WHAT IS EXPECTED: Recast the items in the part that opens with the line containing "Can you tell me where the tall" and closes with the line containing "[77,0,1024,683]" as a two-column CSV with the header item_text,answer, one row per item. Put each value in a single quoted field with line breaks replaced by spaces, and leave the pictures out.

::: DATASET CONTENT :::

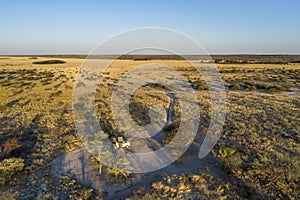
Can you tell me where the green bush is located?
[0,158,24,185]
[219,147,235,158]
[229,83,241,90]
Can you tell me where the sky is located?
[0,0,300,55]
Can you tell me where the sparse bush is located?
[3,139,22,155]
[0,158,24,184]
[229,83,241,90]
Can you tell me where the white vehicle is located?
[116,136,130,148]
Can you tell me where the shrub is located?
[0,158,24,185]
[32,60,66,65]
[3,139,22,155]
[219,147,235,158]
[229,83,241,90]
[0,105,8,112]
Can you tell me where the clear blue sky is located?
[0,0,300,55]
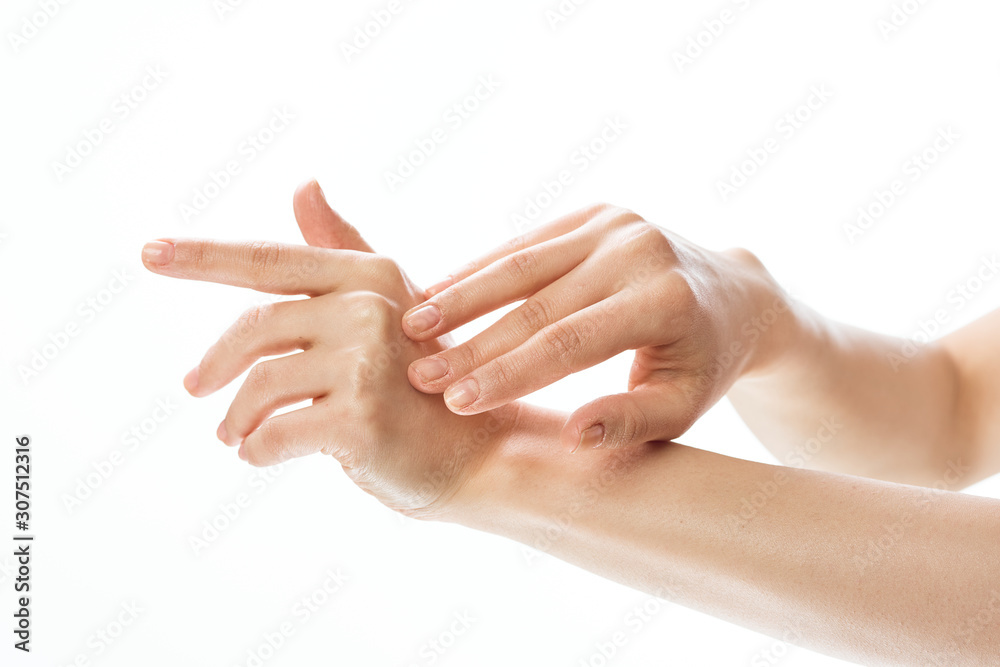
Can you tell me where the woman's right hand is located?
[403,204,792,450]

:::
::: DATASET CONTENT :::

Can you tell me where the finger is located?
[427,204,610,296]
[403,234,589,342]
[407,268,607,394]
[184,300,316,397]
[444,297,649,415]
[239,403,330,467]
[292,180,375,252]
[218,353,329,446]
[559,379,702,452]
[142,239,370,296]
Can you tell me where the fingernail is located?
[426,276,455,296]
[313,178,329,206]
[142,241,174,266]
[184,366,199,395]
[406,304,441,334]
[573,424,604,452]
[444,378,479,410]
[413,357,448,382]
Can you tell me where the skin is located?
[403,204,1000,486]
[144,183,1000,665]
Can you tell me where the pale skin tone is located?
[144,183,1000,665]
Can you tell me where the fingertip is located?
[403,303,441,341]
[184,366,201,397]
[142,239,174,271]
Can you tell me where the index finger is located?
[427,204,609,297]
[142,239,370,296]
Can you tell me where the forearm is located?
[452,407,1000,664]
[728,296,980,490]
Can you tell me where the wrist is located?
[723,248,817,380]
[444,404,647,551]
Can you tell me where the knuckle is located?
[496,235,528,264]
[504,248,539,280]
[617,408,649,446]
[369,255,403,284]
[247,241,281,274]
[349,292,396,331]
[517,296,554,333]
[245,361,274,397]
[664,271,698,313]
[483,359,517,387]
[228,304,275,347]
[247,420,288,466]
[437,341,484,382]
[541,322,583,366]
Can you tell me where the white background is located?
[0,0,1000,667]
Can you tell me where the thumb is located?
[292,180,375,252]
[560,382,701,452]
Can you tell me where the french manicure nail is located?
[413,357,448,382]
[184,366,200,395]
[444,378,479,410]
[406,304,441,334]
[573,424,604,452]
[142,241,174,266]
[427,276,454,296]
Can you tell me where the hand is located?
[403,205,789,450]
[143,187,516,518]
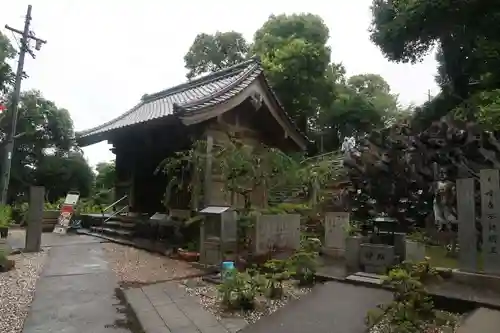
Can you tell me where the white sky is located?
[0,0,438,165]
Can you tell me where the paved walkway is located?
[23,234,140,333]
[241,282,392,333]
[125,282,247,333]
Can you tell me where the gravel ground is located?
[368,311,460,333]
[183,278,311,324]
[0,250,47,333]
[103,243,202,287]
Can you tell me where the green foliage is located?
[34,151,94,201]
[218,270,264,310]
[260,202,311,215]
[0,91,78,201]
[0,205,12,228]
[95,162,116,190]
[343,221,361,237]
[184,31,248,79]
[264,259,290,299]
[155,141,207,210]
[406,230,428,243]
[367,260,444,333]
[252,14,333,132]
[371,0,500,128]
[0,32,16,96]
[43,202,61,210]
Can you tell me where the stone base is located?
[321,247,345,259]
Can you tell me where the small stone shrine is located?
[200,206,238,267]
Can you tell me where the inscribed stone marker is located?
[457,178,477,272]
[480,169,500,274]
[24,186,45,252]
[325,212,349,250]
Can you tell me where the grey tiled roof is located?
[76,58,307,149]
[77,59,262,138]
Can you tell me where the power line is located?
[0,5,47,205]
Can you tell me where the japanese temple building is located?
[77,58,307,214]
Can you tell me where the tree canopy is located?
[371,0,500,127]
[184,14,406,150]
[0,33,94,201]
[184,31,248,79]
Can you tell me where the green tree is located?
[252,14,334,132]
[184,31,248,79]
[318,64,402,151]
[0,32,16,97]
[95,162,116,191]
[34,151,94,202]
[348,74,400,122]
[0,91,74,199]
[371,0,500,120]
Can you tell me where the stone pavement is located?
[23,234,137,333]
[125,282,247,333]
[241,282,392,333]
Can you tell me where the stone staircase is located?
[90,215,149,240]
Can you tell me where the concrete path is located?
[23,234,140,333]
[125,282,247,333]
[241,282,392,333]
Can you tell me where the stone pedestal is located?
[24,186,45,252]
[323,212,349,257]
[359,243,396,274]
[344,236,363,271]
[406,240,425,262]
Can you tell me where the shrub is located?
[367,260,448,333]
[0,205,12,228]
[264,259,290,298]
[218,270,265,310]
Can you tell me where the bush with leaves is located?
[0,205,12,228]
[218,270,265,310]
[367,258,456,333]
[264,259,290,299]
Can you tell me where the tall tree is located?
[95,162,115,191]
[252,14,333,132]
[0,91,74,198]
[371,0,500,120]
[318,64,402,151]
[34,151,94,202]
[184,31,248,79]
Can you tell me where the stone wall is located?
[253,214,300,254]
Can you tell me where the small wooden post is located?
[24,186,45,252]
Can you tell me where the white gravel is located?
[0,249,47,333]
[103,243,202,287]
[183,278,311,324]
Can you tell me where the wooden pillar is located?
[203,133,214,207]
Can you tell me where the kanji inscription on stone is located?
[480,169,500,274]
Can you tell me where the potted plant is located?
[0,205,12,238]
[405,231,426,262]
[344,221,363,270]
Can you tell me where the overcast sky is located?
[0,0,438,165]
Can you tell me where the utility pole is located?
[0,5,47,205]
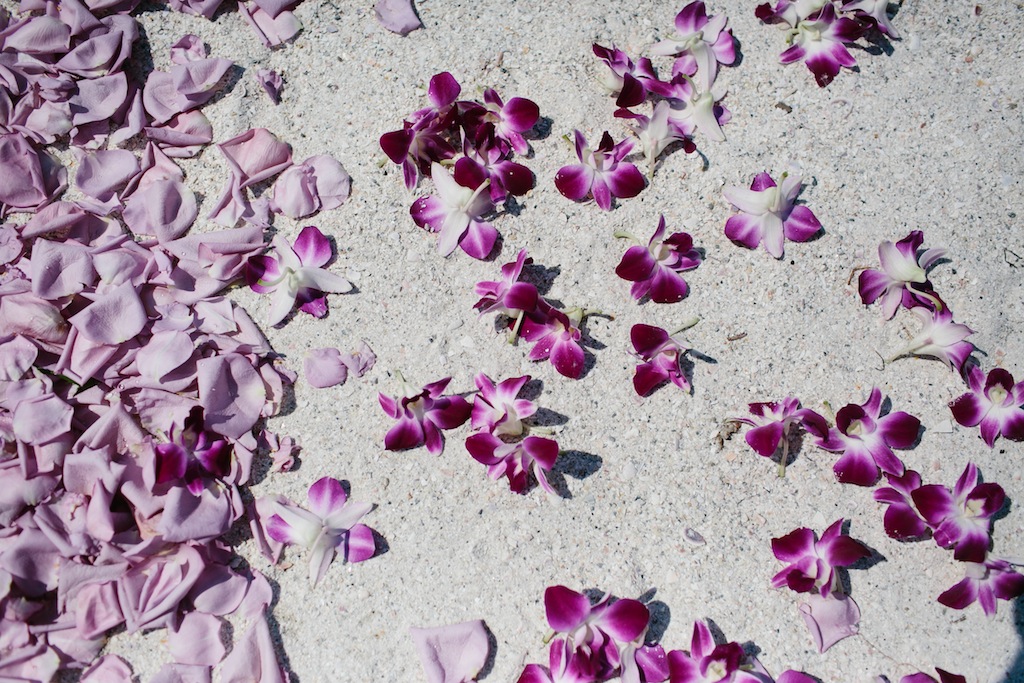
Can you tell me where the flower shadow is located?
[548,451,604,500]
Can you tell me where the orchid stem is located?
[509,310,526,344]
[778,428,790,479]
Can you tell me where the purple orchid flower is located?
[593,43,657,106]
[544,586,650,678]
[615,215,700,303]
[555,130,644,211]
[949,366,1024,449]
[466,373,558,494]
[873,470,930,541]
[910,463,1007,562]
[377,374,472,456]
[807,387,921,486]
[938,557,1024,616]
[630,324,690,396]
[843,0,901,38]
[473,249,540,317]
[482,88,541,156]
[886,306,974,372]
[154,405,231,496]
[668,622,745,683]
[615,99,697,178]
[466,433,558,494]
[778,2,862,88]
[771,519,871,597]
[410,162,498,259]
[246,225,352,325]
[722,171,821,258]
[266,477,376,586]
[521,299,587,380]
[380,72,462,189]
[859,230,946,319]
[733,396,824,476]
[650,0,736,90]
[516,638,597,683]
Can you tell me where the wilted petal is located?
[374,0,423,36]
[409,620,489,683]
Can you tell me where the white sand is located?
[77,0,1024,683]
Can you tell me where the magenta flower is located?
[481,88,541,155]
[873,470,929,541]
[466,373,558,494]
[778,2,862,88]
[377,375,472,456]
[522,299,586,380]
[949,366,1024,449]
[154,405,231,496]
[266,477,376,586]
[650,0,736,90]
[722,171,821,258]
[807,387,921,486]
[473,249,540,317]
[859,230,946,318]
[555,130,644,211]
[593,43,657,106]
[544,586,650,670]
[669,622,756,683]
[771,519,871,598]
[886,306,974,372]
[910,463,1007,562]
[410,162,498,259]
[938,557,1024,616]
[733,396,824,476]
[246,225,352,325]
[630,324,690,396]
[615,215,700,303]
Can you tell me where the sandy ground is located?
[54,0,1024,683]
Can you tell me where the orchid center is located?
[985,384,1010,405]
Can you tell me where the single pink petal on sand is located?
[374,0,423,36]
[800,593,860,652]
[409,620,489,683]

:::

RESPONSE:
item_text,answer
"Can you tell me where the tall tree is located?","[95,162,115,191] [252,14,333,132] [0,91,74,198] [371,0,500,120] [318,64,402,151] [34,151,94,202] [184,31,248,79]"
"Can you tell me where the stone wall is located?","[253,214,300,254]"
"Can you tell me where the small wooden post is located?","[24,186,45,252]"
"Can you tell me where the white gravel is located?","[0,249,47,333] [103,243,202,287] [183,278,311,324]"
"Can you tell me where the wooden pillar is located?","[203,133,214,207]"
"Can you tell me where the kanji inscription on stone is located?","[480,169,500,274]"
"Can you tell me where the potted plant is located?","[0,205,12,238] [405,231,426,262] [344,221,363,270]"
"Can you tell me where the overcast sky is located?","[0,0,438,165]"
"Can you tell me where the utility pole is located?","[0,5,47,205]"
"Can you tell me where the flower shadow is located?","[548,451,604,500]"
"Can you tell me where the orchid stem is located?","[509,310,526,344] [778,428,790,479]"
"Can you tell me where the purple orchid flower is located?","[593,43,657,106] [544,586,650,678] [615,215,700,303] [555,130,644,211] [949,366,1024,449] [466,373,558,494] [873,470,930,541] [910,463,1007,562] [377,374,472,456] [807,387,921,486] [938,557,1024,616] [630,324,690,396] [843,0,901,38] [473,249,540,317] [482,88,541,156] [886,306,974,372] [154,405,231,496] [668,622,745,683] [615,99,697,178] [466,433,558,494] [778,2,862,88] [771,519,871,597] [410,162,498,259] [246,225,352,325] [722,171,821,258] [266,477,376,586] [521,299,587,380] [380,72,462,189] [859,230,946,319] [733,396,824,476] [650,0,736,90] [516,638,597,683]"
"Can you tell me where the wilted petal is located?","[374,0,423,36] [409,620,489,683]"
"Can you tell me where the white sand is located?","[77,0,1024,683]"